**TASK OBJECTIVE**
Restate word for word every line from the top of the data below down through the line that holds "[spot] the white tower".

**THE RECORDS**
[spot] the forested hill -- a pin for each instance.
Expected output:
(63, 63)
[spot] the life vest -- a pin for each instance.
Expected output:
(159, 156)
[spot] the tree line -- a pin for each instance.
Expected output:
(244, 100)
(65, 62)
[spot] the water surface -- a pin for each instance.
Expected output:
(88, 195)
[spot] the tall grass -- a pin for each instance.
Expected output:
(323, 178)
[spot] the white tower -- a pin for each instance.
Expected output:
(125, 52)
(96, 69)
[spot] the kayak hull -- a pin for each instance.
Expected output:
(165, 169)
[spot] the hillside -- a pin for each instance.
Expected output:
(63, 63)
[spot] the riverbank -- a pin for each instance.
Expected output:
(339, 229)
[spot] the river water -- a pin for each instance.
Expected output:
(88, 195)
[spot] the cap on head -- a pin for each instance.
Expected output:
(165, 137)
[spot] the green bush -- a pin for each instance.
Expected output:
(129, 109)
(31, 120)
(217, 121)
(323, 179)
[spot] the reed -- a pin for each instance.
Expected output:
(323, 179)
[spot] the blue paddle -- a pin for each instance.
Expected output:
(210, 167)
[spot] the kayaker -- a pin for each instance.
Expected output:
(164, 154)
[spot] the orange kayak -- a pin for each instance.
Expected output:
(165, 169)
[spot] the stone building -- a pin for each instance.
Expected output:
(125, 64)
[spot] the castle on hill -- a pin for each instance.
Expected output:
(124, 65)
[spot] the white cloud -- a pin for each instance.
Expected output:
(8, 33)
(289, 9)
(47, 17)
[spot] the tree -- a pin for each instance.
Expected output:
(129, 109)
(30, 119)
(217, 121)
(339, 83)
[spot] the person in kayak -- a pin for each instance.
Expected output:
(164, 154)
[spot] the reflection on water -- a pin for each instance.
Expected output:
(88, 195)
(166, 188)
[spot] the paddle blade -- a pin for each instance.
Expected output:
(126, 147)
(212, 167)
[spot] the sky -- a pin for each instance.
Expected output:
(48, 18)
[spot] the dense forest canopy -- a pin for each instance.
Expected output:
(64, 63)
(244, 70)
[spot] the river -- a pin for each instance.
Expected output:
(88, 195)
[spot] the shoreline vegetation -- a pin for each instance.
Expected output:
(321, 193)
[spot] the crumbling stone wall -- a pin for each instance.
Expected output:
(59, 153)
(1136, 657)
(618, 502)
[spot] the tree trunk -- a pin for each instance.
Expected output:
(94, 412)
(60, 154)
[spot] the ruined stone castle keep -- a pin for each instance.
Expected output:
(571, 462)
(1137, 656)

**SOLVED PROBLEM**
[spot] the forested hill -- a pin for each instance.
Expected output:
(63, 63)
[spot] the life vest -- a pin for each instance.
Expected output:
(159, 156)
[spot] the tree line -- a pin for each instance.
Expected output:
(244, 100)
(65, 62)
[spot] the water surface -- a pin for each instance.
Expected output:
(88, 195)
[spot] the tall grass -- a pin for each instance.
Expected output:
(323, 178)
[spot] the white tower -- a pin for each instance.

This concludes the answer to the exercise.